Requirement> Reproduce the material below word for word, leaving out the pictures.

Stored items:
####
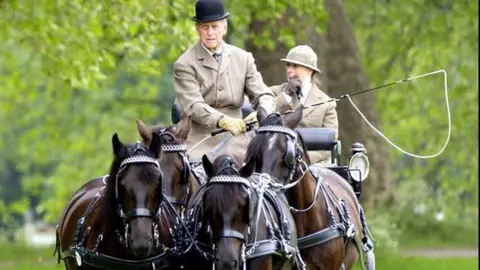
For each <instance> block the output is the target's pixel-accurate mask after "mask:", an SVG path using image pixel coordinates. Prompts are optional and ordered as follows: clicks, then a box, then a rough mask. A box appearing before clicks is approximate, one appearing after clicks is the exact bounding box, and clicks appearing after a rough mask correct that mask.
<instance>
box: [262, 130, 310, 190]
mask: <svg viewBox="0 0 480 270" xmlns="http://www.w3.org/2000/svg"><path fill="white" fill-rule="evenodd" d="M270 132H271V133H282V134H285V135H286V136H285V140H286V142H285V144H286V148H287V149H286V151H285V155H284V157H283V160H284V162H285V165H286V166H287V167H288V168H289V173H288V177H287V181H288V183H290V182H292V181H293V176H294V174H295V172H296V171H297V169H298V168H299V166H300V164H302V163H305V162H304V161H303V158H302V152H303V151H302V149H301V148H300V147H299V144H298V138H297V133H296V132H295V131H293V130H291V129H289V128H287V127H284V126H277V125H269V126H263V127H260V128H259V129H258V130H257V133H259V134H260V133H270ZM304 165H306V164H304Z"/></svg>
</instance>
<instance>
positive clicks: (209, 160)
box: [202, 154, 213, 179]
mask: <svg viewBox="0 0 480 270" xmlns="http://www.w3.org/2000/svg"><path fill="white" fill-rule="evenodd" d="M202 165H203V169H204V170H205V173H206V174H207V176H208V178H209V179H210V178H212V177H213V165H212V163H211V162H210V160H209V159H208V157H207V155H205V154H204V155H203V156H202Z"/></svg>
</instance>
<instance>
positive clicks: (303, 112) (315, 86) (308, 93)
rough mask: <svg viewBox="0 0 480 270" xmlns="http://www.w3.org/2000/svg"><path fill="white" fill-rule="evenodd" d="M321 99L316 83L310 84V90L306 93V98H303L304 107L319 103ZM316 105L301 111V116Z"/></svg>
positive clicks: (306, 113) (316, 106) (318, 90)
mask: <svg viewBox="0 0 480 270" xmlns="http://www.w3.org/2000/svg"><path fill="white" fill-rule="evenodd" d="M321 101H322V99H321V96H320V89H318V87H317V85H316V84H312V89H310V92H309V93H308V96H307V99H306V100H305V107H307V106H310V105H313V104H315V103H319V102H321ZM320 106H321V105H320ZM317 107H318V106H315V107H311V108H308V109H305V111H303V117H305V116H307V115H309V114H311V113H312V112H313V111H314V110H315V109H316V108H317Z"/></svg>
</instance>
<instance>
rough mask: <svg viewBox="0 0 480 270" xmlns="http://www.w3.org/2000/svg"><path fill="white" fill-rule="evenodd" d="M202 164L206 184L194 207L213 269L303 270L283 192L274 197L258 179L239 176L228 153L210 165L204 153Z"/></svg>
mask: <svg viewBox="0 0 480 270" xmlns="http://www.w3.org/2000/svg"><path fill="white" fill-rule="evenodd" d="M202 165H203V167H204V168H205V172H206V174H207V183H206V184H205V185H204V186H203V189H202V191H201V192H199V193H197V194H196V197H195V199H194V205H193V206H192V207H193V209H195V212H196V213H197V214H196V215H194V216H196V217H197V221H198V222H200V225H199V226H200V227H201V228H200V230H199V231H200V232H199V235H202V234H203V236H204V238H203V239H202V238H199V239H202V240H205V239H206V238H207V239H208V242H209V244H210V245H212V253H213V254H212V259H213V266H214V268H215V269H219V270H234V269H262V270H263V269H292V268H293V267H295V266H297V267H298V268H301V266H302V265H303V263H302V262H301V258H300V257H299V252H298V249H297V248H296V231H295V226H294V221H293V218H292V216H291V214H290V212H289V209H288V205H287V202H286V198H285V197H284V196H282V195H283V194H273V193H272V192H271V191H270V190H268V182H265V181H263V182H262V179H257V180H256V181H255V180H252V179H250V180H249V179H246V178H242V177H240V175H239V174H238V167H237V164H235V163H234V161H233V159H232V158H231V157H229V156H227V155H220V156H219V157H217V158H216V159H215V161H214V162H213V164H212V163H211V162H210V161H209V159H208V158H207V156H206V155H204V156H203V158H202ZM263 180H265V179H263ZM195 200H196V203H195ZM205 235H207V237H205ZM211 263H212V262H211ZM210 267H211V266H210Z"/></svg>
####
Expected output>
For each <instance> block the output is the target's pixel-accurate mask after "mask:", an SVG path using image pixel coordinates. Prompts are optional and ordered as follows: clicks, then a box, then a rough mask. A box appearing before clicks is approximate, one appearing after clicks is the exact bounding box, and clicks appearing after a rough mask correct that mask.
<instance>
box: [262, 130, 310, 190]
mask: <svg viewBox="0 0 480 270" xmlns="http://www.w3.org/2000/svg"><path fill="white" fill-rule="evenodd" d="M270 132H271V133H282V134H285V135H286V136H285V140H286V142H285V144H286V148H287V149H286V151H285V155H284V157H283V160H284V162H285V165H286V166H287V167H288V168H289V173H288V177H287V181H288V183H290V182H292V181H293V176H294V174H295V172H296V171H297V169H298V168H299V166H300V164H302V163H305V162H304V161H303V158H302V152H303V151H302V149H301V148H300V147H299V144H298V138H297V133H296V132H295V131H293V130H291V129H289V128H287V127H284V126H277V125H269V126H263V127H260V128H259V129H258V130H257V133H259V134H260V133H270ZM304 165H306V164H304Z"/></svg>
</instance>
<instance>
positive clicks: (209, 160)
box: [202, 154, 213, 179]
mask: <svg viewBox="0 0 480 270" xmlns="http://www.w3.org/2000/svg"><path fill="white" fill-rule="evenodd" d="M202 165H203V169H204V170H205V173H206V174H207V176H208V178H209V179H210V178H212V177H213V165H212V163H211V162H210V160H209V159H208V157H207V155H205V154H204V155H203V156H202Z"/></svg>
</instance>
<instance>
positive clicks: (303, 112) (315, 86) (308, 93)
rough mask: <svg viewBox="0 0 480 270" xmlns="http://www.w3.org/2000/svg"><path fill="white" fill-rule="evenodd" d="M321 99L316 83L310 84V90L306 93V98H303L304 107L319 103ZM316 105L301 111V116Z"/></svg>
positive clicks: (306, 113) (316, 106) (318, 90)
mask: <svg viewBox="0 0 480 270" xmlns="http://www.w3.org/2000/svg"><path fill="white" fill-rule="evenodd" d="M321 101H322V99H321V96H320V89H318V87H317V85H316V84H312V89H310V92H309V93H308V96H307V99H306V100H305V107H307V106H310V105H313V104H315V103H319V102H321ZM320 106H321V105H320ZM317 107H318V106H315V107H311V108H308V109H305V111H303V117H305V116H307V115H309V114H311V113H312V112H313V111H314V110H315V109H316V108H317Z"/></svg>
</instance>
<instance>
rough mask: <svg viewBox="0 0 480 270" xmlns="http://www.w3.org/2000/svg"><path fill="white" fill-rule="evenodd" d="M202 164L206 184L194 207L213 269L303 270L283 192L274 197L258 179L239 176L228 153L210 165L204 153Z"/></svg>
mask: <svg viewBox="0 0 480 270" xmlns="http://www.w3.org/2000/svg"><path fill="white" fill-rule="evenodd" d="M202 165H203V167H204V168H205V172H206V174H207V183H206V184H205V185H204V186H203V189H202V191H201V192H199V193H197V194H196V197H195V199H194V205H193V206H192V207H193V209H195V212H196V213H197V214H196V215H194V216H196V217H197V221H198V222H200V225H199V226H200V227H201V228H200V230H199V231H200V232H199V235H202V234H203V236H204V238H203V239H202V238H199V239H202V240H205V239H206V238H207V239H208V242H209V244H210V245H212V253H213V254H212V259H213V266H214V268H215V269H219V270H234V269H262V270H263V269H292V268H293V267H295V266H297V267H298V268H301V266H302V265H303V263H302V262H301V258H300V257H299V252H298V249H297V248H296V231H295V226H294V221H293V218H292V216H291V214H290V212H289V209H288V205H287V202H286V198H285V197H284V196H282V195H283V194H273V193H272V192H271V191H270V190H268V182H265V181H263V182H262V179H257V180H256V181H255V180H252V179H250V180H249V179H246V178H242V177H240V175H239V174H238V167H237V164H235V163H234V161H233V159H232V158H231V157H229V156H227V155H220V156H219V157H217V158H216V159H215V161H214V162H213V164H212V163H211V162H210V161H209V159H208V158H207V156H206V155H204V156H203V158H202ZM263 180H265V179H263ZM195 200H196V203H195ZM205 235H207V237H205ZM211 263H212V262H211ZM210 267H211V266H210Z"/></svg>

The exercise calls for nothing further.